### Study questions:
1. In the newspaper story about Sandy Matheson, why were her family members admonished when they arrived for the award?
2. Transcribe the stretch of the newspaper story about Sandy Matheson from "Included on Matheson’s" through "for those projects.".
3. Continue the newspaper story about Sandy Matheson, picking up right after its final sentence.

** Opening Page extract block **

Sandy Matheson named Tri-Citian of Year
This story was published Sunday, March 16th, 2003
By Nathan Isaacs Herald staff writer
Community volunteer and businesswoman Sandy Matheson made history Saturday night when she was named 2003 Tri-Citian of the Year, the first time a woman has been honored individually with the award.
The community’s most prestigious civic award recognizes a person who has provided outstanding leadership and personal contribution to the growth and quality of life in the Tri-Cities.
“I can’t tell you how touched I am,” she said, wiping tears from her face. “None of this happens without a team.”
Included on Matheson’s team is her family, which kept the secret by leading her to believe they were doing something else on Saturday.
Her husband was supposedly in flight school in Tucson. Her Chicago-based daughter was going to the library. Her mother was on the links in Denver and her son was traveling in California.
All made the trip to the Tri-Cities for the occasion and were quickly, and humorously, admonished for their deception.
Matheson, 50, has left her fingerprints over the last three decades on nearly everything in the Tri-Cities. Her efforts include volunteer work in health care, economic development, education, tourism, the arts and social services.
Her supporters credit Matheson’s leadership skills in helping give lasting direction to whatever project she embraces. They also credit her ability to help raise millions of dollars for those projects.
“She puts her heart and soul into the community,” said her husband, Superior Court Judge Craig Matheson.
The civic award dates to 1962, when Owen Hurd, a leader in the energy community who served as general manager for the Benton PUD, became the first Tri-Citian of the Year.
Attorney Fran Forgette earned the honor in 2001 and semi-retired businessman Red Rutherford won last year.
The two past women recipients — Mary Gallant in 1981 and Billie Jane Lampson in 1992 — shared their honors with men.

** Closing Page extract block **
** Opening Information shown block **

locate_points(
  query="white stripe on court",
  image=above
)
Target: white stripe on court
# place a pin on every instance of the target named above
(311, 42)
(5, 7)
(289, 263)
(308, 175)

** Closing Information shown block **

### Answers to the exercises:
1. They were admonished for deceiving her. To keep the award a secret, they had led her to believe they were doing something else that Saturday: her husband was supposedly in flight school in Tucson, her daughter was going to the library, her mother was golfing in Denver, and her son was traveling in California.

2.
Included on Matheson’s team is her family, which kept the secret by leading her to believe they were doing something else on Saturday.
Her husband was supposedly in flight school in Tucson. Her Chicago-based daughter was going to the library. Her mother was on the links in Denver and her son was traveling in California.
All made the trip to the Tri-Cities for the occasion and were quickly, and humorously, admonished for their deception.
Matheson, 50, has left her fingerprints over the last three decades on nearly everything in the Tri-Cities. Her efforts include volunteer work in health care, economic development, education, tourism, the arts and social services.
Her supporters credit Matheson’s leadership skills in helping give lasting direction to whatever project she embraces. They also credit her ability to help raise millions of dollars for those projects.

3.
The award is given by local Rotary clubs to a Tri-Citian who demonstrates “service beyond self.”
Matheson was nominated by Pasco resident Bill Moffitt, a retired Hanford executive. In his nomination, he wrote that Matheson “makes a difference everywhere you turn in the Tri-Cities.”
“She exemplifies what it means to be a community developer through her leadership by example,” he wrote. “She has worked and led in many community areas that improve our quality of life and attract others to our community.”
Matheson was president and chief executive of the Hanford Environmental Health Foundation from 1993 to 2000. She now owns a consulting company in the Tri-Cities.
She also has held, or holds, leadership positions with United Way, the March of Dimes, the Tri-Cities Corporate Council for the Arts, the Tri-City Industrial Development Council, Tri-City Cancer Center, Three Rivers Community Foundation, CREHST, Washington State University Tri-Cities, Columbia Basin College, Mid-Columbia Reading Foundation, Kennewick General Hospital, Kennewick School District and the Tri-Cities Visitor and Convention Bureau — among many others.
In fact, Mike Schwenk introduced her last year at a press conference for the Tri-Cities’ 9/11 Memorial Ceremony as “Sandy Matheson, chair or past chair of everything in the Tri-Cities.”
However, Dick Hoch of Kennewick wrote in his endorsement of Matheson’s nomination that she does not push herself into these things.
“She does not have a political or personal agenda to promote,” he said. “She never seeks the limelight, and typically credits her accomplishments to others. The community simply turns to her when something needs to get done. When asked, she steps up and does it.”
Hoch said many people likely are surprised she hadn’t been honored as Tri-Citian of the Year earlier.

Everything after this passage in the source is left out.